§ Requirement A
In the text on Ibn Hamdan, in which city was he born and raised?
§ Requirement B
Resume the text on Ibn Hamdan from its last line.

══ Source text ══

Abū Abd-Allah Najm al-Dīn Aḥmad bin Ḥamdān bin Shabīb bin Ḥamdān al-Ḥarrānī al-Ḥanbalī (Arabic: أبو عبد الله نجم الدِّين أحمد بن حمدان بن شبيب بن حمدان الحراني الحنبلي) commonly known as Ibn Hamdan—was a Hanbalite Muslim scholar and judge (1206–1295). Ibn Hamdan was born and raised in Harran and later in his life went on trips to Damascus, Aleppo and Jerusalem, later settling in Cairo. Ibn Hamdan was appointed judge in Cairo and he lived there until his death in 1295.

Ibn Hamdan was highly skilled in jurisprudence and is considered one of the Imams of the Hanbalite school of jurisprudence. He was also highly knowledgeable in the fields of the Quran, Sunnah, algebra and literature. Ibn Hamdan was also a Mufti and a teacher.

Teachers  
Abd-al-Qadir al-Rahawi, Fakhr al-Din ibn Taymiyah, Yousuf al-Sakakini al-Harrani, Abu-Bakr bin Nasir al-Harrani, Sulama bin Sadaqa, Nasih al-Din bin Jumay', Abu-Ali al-Iwqi, Ibn-Sabbah, Ibn-Ghassa, Ibn-Ruzbah, Ibn-Siddiq al-Harrani, Nasih al-Din bin Abi-al-Fahm, Shams al-Din al-Munja, Ibn-Salama al-Najjar, Ibn Khalil, Majd al-Din ibn Taymiyah.

═══
══ Supplied records ══

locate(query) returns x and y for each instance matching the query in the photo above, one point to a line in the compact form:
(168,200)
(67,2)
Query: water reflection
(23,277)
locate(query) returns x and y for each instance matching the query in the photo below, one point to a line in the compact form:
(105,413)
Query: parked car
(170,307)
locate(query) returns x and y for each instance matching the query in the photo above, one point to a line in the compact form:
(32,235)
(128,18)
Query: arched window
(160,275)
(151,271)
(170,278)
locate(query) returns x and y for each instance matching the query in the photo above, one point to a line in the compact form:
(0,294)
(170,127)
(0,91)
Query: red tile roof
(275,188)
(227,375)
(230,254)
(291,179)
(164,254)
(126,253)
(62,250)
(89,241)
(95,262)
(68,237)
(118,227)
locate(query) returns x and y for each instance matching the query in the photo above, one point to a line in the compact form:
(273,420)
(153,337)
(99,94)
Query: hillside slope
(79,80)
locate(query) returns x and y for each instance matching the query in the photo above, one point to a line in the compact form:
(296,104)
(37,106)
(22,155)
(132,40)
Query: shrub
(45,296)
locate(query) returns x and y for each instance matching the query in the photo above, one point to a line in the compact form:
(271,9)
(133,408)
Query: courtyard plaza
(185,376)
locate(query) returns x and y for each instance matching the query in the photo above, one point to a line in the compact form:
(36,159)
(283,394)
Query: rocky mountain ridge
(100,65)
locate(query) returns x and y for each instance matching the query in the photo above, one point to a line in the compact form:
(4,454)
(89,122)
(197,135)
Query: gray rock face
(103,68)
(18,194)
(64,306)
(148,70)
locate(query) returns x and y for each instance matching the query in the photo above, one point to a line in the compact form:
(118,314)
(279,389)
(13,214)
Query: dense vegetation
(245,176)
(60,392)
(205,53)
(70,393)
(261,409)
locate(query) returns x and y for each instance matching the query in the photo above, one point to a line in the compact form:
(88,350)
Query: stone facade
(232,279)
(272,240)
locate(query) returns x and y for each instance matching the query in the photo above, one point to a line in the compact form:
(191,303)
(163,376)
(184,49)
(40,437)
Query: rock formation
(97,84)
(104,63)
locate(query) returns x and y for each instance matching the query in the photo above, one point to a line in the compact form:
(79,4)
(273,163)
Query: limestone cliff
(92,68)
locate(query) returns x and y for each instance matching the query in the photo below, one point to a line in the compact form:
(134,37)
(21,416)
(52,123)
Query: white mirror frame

═══

§ Exercise answer A
Harran

§ Exercise answer B
Students 
Ibn Abi-Bakr al-Harbi, Sayf al-Din al-Nablusi, Sharaf al-Din al-Dimyati, Sa'd al-Din al-Harthi, Ibn al-Haddad al-Amidi, Zain al-Din bin Habib, Ibn Jubara al-Maqdisi, Ibn Mas'ud al-Harthi, Fath al-Din bin Sayid al-Nas, Qutb al-Din Abd-al-Karim, 'alam al-Din al-Birzali, Jamal al-Din al-Mizzi, Badr al-Din bin al-Habbal, Sanqar al-Hawashi, Ibn abi-al-Qasim al-Farqi, Ibn abi-al-Haram al-Qalansi.

Publications 
 Nihayat al-Mubtadi'in fi Usul al-Deen
 Al-Ri'aya al-Kubra
 Al-Ri'aya al-Sughra
 Sifat al-Mufti wa-al-Mustafti
 Muqaddima fi Usul al-Din
 Jami' al-Funun wa-Salwat al-Mahzun

Notes
 Uncle of Taqi ad-Din Ibn Taymiyyah (brother of Shihabuddin Ibn Taymiyyah).
 Father of Fakr al-din Ibn Taymiyyah, grandfather of Taqi ad-Din.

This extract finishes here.